> [Work request] Write a continuation of the piece below on parental rights, starting right after its last sentence.

*** Opening of Supplied passage ***

They have asked her some questions and her case is being considered by the authorities. Now my friend, who has broken no laws and done nothing that any mother wouldn’t do, lies awake at night wondering just what the implications may be of being found guilty of neglecting a child by them. There is to be no hearing, she has been given no opportunity formally to defend herself.

This week, I was reporting on a case in Dundee where social workers on an unscheduled visit to a family in a deprived area removed two pre-school children into care because they were judged to be too fat. Apparently this same social work department had spent a year and £114,000 ‘monitoring’ thier diet after the family sought help for their oldest daughter. Like so many of these initiatives it appears only to have made the situation worse.

The constant undermining of parental rights in these times, justified by one or two horror stories, is felt in every aspect of life. Recently I took my children to the swimming pool. Despite the fact that swimming is free for children where I live, we were the only people in the pool: I soon discovered why. Within 10 minutes, the lifeguard had blown her whistle three times. At one point my eight-year-old walked to the deep end and dived in. The whistle sounded. Treading water nearby, I inquired as to what we had done wrong. Despite the fact he had recently completed a course of lessons designed to improve his confidence, he had apparently not convinced her that he was capable of swimming 25 metres. “What’s the danger?” I asked.

*** Close of Supplied passage ***
*** Opening of Given data ***

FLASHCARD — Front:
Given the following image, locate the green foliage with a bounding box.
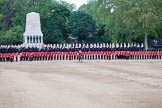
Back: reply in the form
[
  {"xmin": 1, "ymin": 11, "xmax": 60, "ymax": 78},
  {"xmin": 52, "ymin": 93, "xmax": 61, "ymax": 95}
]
[{"xmin": 68, "ymin": 11, "xmax": 95, "ymax": 42}]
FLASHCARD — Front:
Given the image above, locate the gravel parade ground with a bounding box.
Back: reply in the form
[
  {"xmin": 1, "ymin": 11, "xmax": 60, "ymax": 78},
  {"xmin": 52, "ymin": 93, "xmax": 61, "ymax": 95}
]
[{"xmin": 0, "ymin": 60, "xmax": 162, "ymax": 108}]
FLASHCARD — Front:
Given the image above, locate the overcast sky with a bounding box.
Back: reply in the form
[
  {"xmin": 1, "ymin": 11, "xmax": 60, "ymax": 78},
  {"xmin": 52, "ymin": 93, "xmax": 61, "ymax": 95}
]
[{"xmin": 63, "ymin": 0, "xmax": 87, "ymax": 9}]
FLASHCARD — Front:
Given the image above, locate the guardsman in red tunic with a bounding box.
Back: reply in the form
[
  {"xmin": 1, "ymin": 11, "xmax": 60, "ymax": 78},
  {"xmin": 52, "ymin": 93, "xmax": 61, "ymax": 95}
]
[
  {"xmin": 0, "ymin": 53, "xmax": 2, "ymax": 62},
  {"xmin": 9, "ymin": 53, "xmax": 14, "ymax": 62}
]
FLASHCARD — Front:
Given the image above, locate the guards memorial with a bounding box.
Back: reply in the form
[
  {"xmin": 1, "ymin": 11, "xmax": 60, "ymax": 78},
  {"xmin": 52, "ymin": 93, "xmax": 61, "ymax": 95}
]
[{"xmin": 23, "ymin": 12, "xmax": 43, "ymax": 47}]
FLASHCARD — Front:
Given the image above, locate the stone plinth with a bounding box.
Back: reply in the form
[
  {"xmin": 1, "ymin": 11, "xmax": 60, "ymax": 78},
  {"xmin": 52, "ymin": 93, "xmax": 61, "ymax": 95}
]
[{"xmin": 23, "ymin": 12, "xmax": 43, "ymax": 45}]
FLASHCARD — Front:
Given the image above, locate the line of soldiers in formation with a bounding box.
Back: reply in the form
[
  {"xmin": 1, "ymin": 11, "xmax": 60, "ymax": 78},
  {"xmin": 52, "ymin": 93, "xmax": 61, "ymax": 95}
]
[{"xmin": 0, "ymin": 43, "xmax": 162, "ymax": 62}]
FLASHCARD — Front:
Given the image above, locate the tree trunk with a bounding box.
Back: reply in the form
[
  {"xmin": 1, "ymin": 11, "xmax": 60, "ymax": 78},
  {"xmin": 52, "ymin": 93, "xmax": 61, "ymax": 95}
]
[{"xmin": 144, "ymin": 35, "xmax": 148, "ymax": 51}]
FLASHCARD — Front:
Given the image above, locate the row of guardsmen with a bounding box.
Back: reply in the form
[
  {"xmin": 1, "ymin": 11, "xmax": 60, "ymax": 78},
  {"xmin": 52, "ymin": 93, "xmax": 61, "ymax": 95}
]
[
  {"xmin": 0, "ymin": 43, "xmax": 144, "ymax": 53},
  {"xmin": 0, "ymin": 51, "xmax": 162, "ymax": 62}
]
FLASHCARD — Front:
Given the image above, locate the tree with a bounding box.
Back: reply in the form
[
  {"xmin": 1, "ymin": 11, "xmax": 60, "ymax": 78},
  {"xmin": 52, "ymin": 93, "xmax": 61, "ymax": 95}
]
[{"xmin": 68, "ymin": 11, "xmax": 95, "ymax": 42}]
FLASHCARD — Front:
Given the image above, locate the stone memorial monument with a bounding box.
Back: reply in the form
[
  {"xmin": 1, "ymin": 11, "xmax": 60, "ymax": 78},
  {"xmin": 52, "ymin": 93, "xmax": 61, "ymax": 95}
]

*** Close of Given data ***

> [Result of the task]
“The danger is that the pool is full of water,” she replied. It appeared that the lifeguards saw themselves as heroically foiling my constant attempts to murder my children in their leisure facility. In another case, a neighbour, an elderly widow crippled with arthritis who lives in a bought council flat where she has been for 50 years, takes her life in her hands every time she climbs the stone stairs to her flat. Her son wants to put in a stair lift, but the council says he can’t in case a child decides to play on it and hurt themselves.

The inanity of these rules is often blamed by Britons on the EU. But that does not appear to me to be the case. We have travelled frequently in other European countries and have not observed the same punitive obsession with rules and regulations and state control as here. We have even seen teenage boys allowed to horse around in swimming pools. The current plans to increase vetting and barring in England have disappointed me. I have great admiration for the English and I have always perceived them as having a little more of an anarchist streak, a little more cynicism about the state than Scots. North of the border, precious few people do question it. It seems ridiculous now to think that after the end of the second world war it was predicted that social work departments would wither away as, not faced with material want, people could be left to manage their own affairs.

That was before the “discovery” of child abuse. Now there are increasing calls for something called “early intervention”. Although it must be the case that many of the families who were offered it would, if left to themselves, rather than producing sociopaths, muddle through like the rest of us. No one seems to ask, let alone answer, the question as to why so many citizens nowadays are apparently unable to perform the basic tasks of parenting, to wash their children’s faces, feed them, love them, let them grow up.

Perhaps the answer is that somewhere along the way we as parents have become infantalised. We aren’t allowed to grow up. From the authorities’ point of view we pretty much all seem to be regarded as about as responsible as absent-minded 12-year-olds and we have had our chips. They were bad for us anyway.

NB This piece has been amended and an example removed.